#### TRECHO FORNECIDO ####

Por Kamille Viola, do Rio

Nascido no dia 31 de agosto de 1919 em Alagoa Grande, na Paraíba, Jackson do Pandeiro conquistou o país com a originalidade de sua música, ganhando o epíteto de Rei do Ritmo e influenciando gerações de artistas, da Tropicália à turma responsável pelo renascimento do samba na Lapa, no Rio de Janeiro. Considerado um dos nomes fundamentais da música brasileira, o artista é celebrado com homenagens no ano de seu centenário, incluindo um documentário e reedições de discos.

Na Paraíba, foi decretado Ano Jackson do Pandeiro, com diversos eventos. Além de shows por todo o país, o ano conta com o lançamento do documentário “Jackson — da Batida do Pandeiro”, dos paraibanos Marcus Vilar e Cacá Teixeira, previsto para ser lançado após o Festival de Brasília (para o qual há expectativa de que seja selecionado). Entre os entrevistados, a segunda mulher de Jackson, a cantora Almira (de quem foi parceiro musical), que ainda estava viva quando o filme começou a ser feito, Gilberto Gil, Hermeto Pascoal, Alceu Valença, Lenine e Pedro Luís, entre outros.

####

> **TAREFAS**
[1] Repita fielmente a parte do texto sobre Jackson do Pandeiro que começa em "Nascido no dia" e termina em "reedições de discos.".
[2] Retome o texto sobre Jackson do Pandeiro a partir do ponto em que ele para.
A listagem não tem papel algum nesta atividade.

#### DADOS APRESENTADOS ####

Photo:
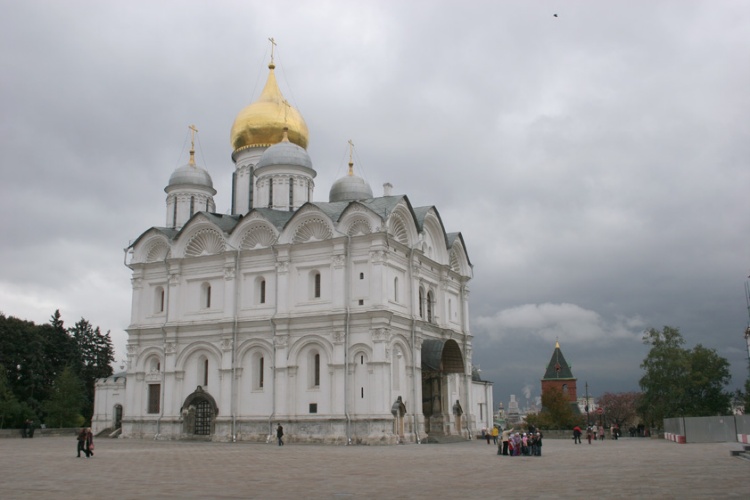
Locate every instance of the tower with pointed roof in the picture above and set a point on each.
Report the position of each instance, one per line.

####

> **RESPOSTAS**
[1]
Nascido no dia 31 de agosto de 1919 em Alagoa Grande, na Paraíba, Jackson do Pandeiro conquistou o país com a originalidade de sua música, ganhando o epíteto de Rei do Ritmo e influenciando gerações de artistas, da Tropicália à turma responsável pelo renascimento do samba na Lapa, no Rio de Janeiro. Considerado um dos nomes fundamentais da música brasileira, o artista é celebrado com homenagens no ano de seu centenário, incluindo um documentário e reedições de discos.

[2]
Teixeira defende que Jackson é uma pessoa conhecida, mas não reconhecida. “O talento dele é reconhecido por gênios da música brasileira como Hermeto Pascoal, da galera mais nova o Lenine, o Pedro Luís, esse pessoal que continua respirando nessa fonte que é Jackson. Silvério Pessoa deu um depoimento, que acabou não entrando no filme, em que ele compara Jackson a Lou Reed. Porque não era um cara que tinha um estilo, não era preso a determinada temática: enveredava por vários ritmos. Ele apressou o compasso do frevo, fez samba no Rio de Janeiro, ganhou festivais de samba, de marcha, foi para a umbanda e outras religiões por conta da sonoridade que existia ali. Um cara que foi alfabetizado ao 35 anos de idade”, analisa.

O cantor e compositor Moyseis Marques conta que a fusão do samba com o forró feita pelo artista o influenciou muito. “Jackson era um paraibano que veio para o Rio de Janeiro cantando coco, cantando daquele jeito que os americanos chamariam de loose: completamente fora do ritmo. Dizem que existem duas escolas de canto popular no Brasil: uma se chama João Gilberto, a outra se chama Jackson do Pandeiro. Cada um dentro da sua esfera, cada um dentro do seu quadrado, mas com essa liberdade do canto popular”, comenta Marques. No sábado (31), ele se apresenta em um tributo ao paraibano no Circo Voador, no Rio de Janeiro, ao lado de Alfredo Del-Penho, João Cavalcanti e Pedro Miranda, com participação de João Bosco.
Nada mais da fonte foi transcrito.